- _What to produce_
Count the lines in the records below that contain the string "coordinates", and reply with the number alone.
>> begin Extracted material
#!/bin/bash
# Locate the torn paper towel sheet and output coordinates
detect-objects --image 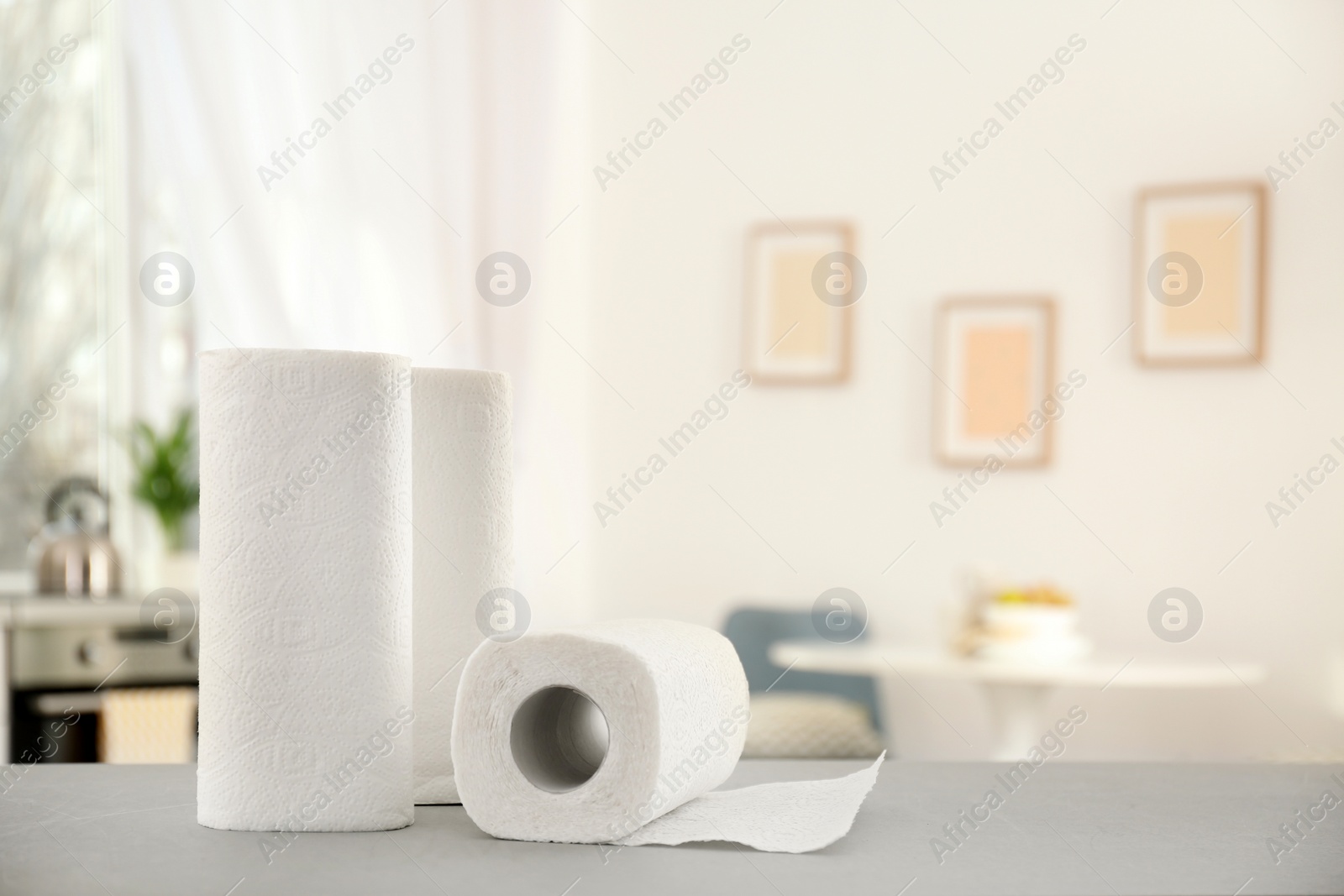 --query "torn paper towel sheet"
[197,348,415,831]
[452,619,878,851]
[617,752,887,853]
[412,367,513,804]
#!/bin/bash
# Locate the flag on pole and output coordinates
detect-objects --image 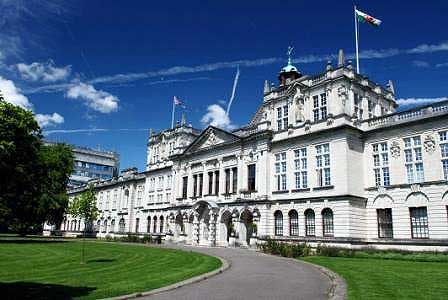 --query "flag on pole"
[355,9,381,27]
[174,96,184,105]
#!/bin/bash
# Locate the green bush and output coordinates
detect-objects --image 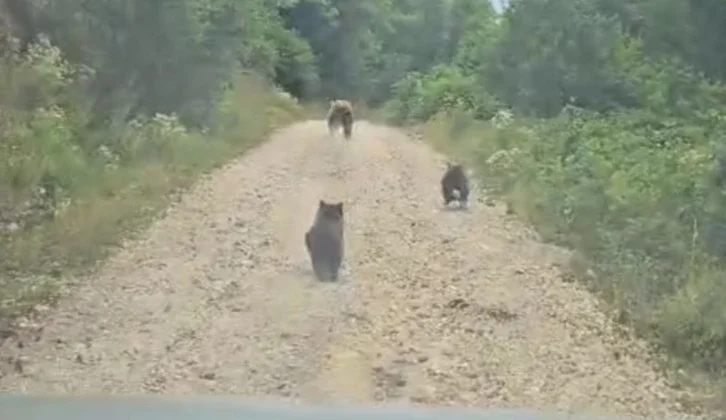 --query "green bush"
[416,108,726,370]
[0,38,303,318]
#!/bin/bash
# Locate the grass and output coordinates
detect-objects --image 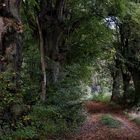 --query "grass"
[101,115,121,128]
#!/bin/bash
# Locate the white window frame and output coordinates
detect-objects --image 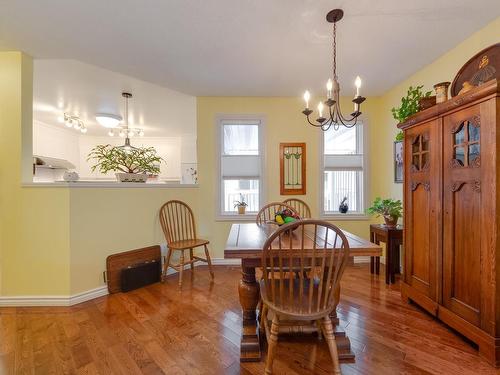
>> end Extracted material
- _Task response_
5